◆ Page text
## Start

Formula 1 world champion Max Verstappen says the FIA should be conducting post-race inspections on drivers who are team-mates to those disqualified for technical infringements.

Last weekend’s United States Grand Prix saw both Lewis Hamilton and Charles Leclerc disqualified after the race due to their planks showing excessive wear.

Hamilton and Leclerc were two of four drivers from the 17 finishers to have their cars undergo a post-race inspection, the other two being Verstappen and McLaren’s Lando Norris.

But even after Hamilton and Leclerc were removed from the final classification, their team-mates George Russell and Carlos Sainz did not have their cars checked to ensure they complied with the regulations.

Verstappen questioned why the FIA did not carry out further checks on other cars because it was likely they too would have been found to have breached the rules.

“When you check one car of the team and it’s illegal, then I think you should check the other one as well,” Verstappen said, as quoted by RaceFans.

“That’s for me, the only thing. Because otherwise you DQ one, then the other one moves up one position where normally you always run quite similar set-ups.”

Verstappen doesn’t suspect Mercedes and Ferrari intentionally ran their cars too low to simply gain an edge in performance, blaming the limited practice time on a sprint weekend for the teams’ error.

“I don’t think anyone does it on purpose,” he said. “It’s just even more because of this sprint format that you only have one practice session where you try to nail everything and once you are in the wrong, there’s nothing you can do.

## End

◆ Recorded data
## Start

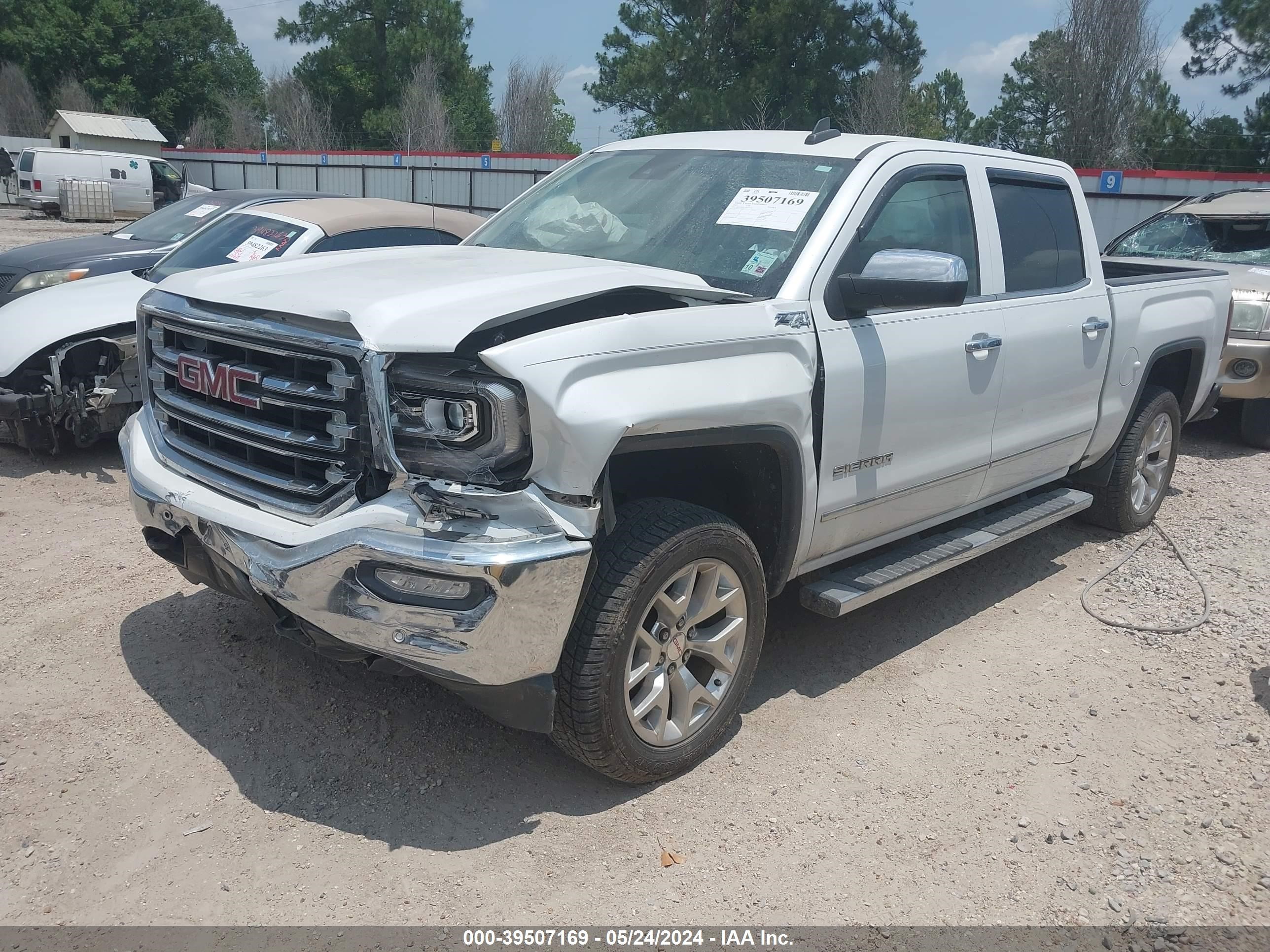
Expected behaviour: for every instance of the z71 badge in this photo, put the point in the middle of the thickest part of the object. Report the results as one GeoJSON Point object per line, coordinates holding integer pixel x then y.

## End

◆ Exercises
1 > Summarize the article on post-race inspections in two sentences.
2 > Answer these questions from the article on post-race inspections:
(a) How many drivers finished the race?
(b) Besides Hamilton and Leclerc, whose cars underwent a post-race inspection?
(c) How many practice sessions does the sprint format allow, according to Verstappen?
3 > Based on the article on post-race inspections, is each statement true? Answer yes or no and quote the words that decide it.
(a) George Russell's car was checked after Hamilton's disqualification.
(b) Verstappen believes the teams ran their cars too low on purpose.
(c) Hamilton and Leclerc were disqualified because of plank wear.

◆ Responses
1 > Max Verstappen says the FIA should inspect the team-mates of drivers disqualified for technical infringements, after Lewis Hamilton and Charles Leclerc were disqualified from the United States Grand Prix for excessive plank wear while their team-mates George Russell and Carlos Sainz went unchecked. He doesn’t suspect Mercedes and Ferrari ran their cars too low on purpose and blames the limited practice time of a sprint weekend.

2 >
(a) 17
(b) Max Verstappen and Lando Norris
(c) One

3 >
(a) No: "their team-mates George Russell and Carlos Sainz did not have their cars checked"
(b) No: "I don’t think anyone does it on purpose"
(c) Yes: "due to their planks showing excessive wear"